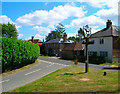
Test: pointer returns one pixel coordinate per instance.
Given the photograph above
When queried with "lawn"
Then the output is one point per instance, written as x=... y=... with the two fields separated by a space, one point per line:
x=73 y=79
x=114 y=64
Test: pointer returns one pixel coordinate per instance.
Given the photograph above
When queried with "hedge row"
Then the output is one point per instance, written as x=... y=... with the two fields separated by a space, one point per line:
x=17 y=53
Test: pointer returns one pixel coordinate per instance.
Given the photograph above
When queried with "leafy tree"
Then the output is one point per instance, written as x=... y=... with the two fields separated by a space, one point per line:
x=9 y=30
x=81 y=33
x=53 y=35
x=74 y=39
x=60 y=28
x=71 y=38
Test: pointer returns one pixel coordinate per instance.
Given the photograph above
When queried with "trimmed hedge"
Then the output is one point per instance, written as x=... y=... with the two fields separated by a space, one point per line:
x=17 y=53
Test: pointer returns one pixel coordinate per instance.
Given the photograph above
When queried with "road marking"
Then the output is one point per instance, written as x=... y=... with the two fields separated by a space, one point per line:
x=50 y=65
x=5 y=81
x=53 y=63
x=32 y=72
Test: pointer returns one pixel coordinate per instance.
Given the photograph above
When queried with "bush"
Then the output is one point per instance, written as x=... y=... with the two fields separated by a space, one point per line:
x=93 y=59
x=17 y=53
x=97 y=59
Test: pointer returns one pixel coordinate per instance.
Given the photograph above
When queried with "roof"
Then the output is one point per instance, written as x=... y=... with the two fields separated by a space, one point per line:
x=36 y=41
x=111 y=31
x=59 y=40
x=76 y=46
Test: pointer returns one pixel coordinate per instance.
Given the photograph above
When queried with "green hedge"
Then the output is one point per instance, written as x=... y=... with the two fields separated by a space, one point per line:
x=17 y=53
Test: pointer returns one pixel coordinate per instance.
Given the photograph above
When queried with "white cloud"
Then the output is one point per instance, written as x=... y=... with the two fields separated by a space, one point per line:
x=51 y=17
x=90 y=20
x=42 y=30
x=71 y=34
x=20 y=35
x=37 y=36
x=5 y=19
x=111 y=14
x=101 y=3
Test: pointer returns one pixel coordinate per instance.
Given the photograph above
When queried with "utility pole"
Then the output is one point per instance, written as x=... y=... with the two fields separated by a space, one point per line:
x=87 y=33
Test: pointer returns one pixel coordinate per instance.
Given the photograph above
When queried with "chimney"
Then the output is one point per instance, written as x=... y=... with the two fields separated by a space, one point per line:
x=32 y=38
x=108 y=23
x=65 y=37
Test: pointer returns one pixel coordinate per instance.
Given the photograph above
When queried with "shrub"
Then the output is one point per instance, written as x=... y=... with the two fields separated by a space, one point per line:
x=93 y=59
x=17 y=53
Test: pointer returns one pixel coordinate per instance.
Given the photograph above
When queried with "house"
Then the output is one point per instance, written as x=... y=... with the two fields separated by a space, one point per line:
x=72 y=50
x=36 y=41
x=55 y=46
x=106 y=43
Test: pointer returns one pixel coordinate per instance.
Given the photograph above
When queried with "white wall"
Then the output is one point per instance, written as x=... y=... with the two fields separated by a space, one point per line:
x=107 y=46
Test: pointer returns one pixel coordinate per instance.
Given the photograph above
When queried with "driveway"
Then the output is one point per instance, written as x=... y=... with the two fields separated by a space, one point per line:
x=44 y=67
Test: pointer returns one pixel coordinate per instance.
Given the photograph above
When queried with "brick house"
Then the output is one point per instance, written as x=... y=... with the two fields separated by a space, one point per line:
x=55 y=46
x=106 y=43
x=36 y=41
x=72 y=50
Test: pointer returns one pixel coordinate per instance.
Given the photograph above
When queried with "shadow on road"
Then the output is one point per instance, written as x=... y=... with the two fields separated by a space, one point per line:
x=115 y=68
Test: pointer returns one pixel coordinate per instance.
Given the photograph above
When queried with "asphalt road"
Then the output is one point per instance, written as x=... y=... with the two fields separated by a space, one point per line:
x=71 y=63
x=44 y=67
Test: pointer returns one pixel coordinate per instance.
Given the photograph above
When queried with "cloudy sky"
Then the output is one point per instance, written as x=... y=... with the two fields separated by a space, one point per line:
x=38 y=18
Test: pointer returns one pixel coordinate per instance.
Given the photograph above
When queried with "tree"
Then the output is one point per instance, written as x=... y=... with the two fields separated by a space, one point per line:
x=53 y=35
x=60 y=28
x=74 y=39
x=86 y=36
x=71 y=38
x=9 y=30
x=81 y=33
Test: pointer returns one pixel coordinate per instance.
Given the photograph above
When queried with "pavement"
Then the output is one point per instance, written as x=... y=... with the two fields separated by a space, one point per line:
x=45 y=66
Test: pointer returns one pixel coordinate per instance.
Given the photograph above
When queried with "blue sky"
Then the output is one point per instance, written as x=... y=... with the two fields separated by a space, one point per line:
x=39 y=18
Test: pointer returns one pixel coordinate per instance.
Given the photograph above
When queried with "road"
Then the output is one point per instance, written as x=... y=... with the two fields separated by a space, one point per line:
x=44 y=67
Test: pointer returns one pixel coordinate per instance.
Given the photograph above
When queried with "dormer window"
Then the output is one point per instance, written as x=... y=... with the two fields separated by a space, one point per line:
x=101 y=41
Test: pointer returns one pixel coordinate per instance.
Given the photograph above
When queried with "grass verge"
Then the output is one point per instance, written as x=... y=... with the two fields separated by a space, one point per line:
x=73 y=79
x=20 y=69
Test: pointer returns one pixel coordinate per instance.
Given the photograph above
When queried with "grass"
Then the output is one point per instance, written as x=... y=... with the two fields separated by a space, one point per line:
x=73 y=79
x=114 y=64
x=20 y=69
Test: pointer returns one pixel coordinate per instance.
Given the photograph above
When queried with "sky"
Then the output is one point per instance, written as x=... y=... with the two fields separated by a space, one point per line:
x=37 y=18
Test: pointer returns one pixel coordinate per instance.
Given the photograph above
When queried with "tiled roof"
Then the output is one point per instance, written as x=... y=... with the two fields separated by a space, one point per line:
x=59 y=40
x=76 y=46
x=36 y=41
x=111 y=31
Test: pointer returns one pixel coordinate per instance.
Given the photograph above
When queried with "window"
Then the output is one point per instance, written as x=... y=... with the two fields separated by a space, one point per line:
x=104 y=53
x=101 y=41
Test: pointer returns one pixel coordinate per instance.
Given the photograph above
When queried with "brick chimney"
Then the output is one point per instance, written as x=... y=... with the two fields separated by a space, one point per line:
x=65 y=37
x=32 y=38
x=108 y=23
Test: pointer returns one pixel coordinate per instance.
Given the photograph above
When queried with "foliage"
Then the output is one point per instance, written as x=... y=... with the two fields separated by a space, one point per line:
x=53 y=35
x=60 y=28
x=17 y=53
x=81 y=33
x=74 y=79
x=71 y=38
x=74 y=39
x=9 y=30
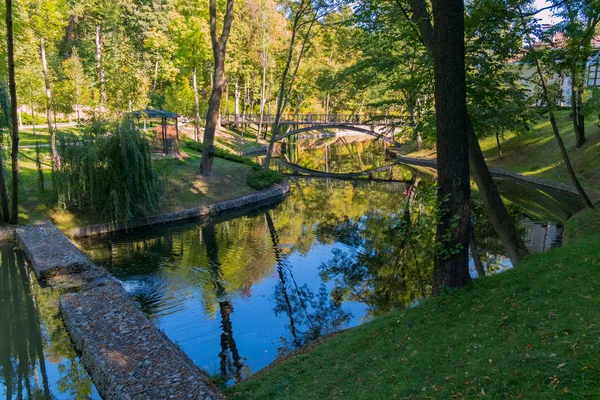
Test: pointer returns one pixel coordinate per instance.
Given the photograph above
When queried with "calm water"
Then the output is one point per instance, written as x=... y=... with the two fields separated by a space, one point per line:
x=37 y=360
x=236 y=293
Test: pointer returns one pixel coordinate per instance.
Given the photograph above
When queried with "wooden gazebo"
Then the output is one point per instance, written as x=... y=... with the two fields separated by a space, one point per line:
x=166 y=142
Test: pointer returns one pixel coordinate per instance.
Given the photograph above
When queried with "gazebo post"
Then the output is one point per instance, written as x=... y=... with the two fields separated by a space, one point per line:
x=164 y=130
x=177 y=134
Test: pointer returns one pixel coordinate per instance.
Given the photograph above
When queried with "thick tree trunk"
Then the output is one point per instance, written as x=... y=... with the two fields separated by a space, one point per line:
x=99 y=65
x=498 y=144
x=283 y=97
x=576 y=108
x=475 y=255
x=32 y=116
x=263 y=93
x=453 y=232
x=214 y=103
x=55 y=156
x=196 y=106
x=237 y=101
x=495 y=208
x=6 y=216
x=155 y=75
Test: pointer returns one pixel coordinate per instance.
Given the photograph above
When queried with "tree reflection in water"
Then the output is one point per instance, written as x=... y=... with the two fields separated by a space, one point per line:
x=390 y=265
x=310 y=315
x=230 y=361
x=32 y=336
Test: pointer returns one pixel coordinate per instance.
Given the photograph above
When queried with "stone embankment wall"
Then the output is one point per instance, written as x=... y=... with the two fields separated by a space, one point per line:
x=126 y=356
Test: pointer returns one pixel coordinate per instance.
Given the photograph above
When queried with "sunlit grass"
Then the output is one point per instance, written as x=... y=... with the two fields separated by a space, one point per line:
x=182 y=185
x=531 y=332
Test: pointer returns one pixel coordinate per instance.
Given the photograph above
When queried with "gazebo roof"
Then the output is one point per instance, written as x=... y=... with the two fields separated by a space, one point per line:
x=152 y=113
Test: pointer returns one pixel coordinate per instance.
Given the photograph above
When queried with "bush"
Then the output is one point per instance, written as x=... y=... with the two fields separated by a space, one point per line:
x=261 y=179
x=108 y=169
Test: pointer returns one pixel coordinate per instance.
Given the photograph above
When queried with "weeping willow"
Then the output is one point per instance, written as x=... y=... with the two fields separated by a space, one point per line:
x=107 y=170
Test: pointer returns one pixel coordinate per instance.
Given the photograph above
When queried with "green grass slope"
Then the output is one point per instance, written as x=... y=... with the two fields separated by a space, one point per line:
x=532 y=332
x=537 y=154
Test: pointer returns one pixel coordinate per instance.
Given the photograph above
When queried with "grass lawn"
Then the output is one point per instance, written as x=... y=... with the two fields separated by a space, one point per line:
x=182 y=188
x=531 y=332
x=27 y=138
x=537 y=154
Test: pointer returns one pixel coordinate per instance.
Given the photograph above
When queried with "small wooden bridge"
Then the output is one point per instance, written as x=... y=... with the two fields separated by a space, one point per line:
x=313 y=119
x=345 y=128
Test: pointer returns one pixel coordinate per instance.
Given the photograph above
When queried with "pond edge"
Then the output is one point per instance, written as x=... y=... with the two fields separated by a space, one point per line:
════════
**Exercise:** From the entries above, extract every line where the word "house" appears.

**Answer to this exercise:**
When queried with "house"
When queried with "brick house"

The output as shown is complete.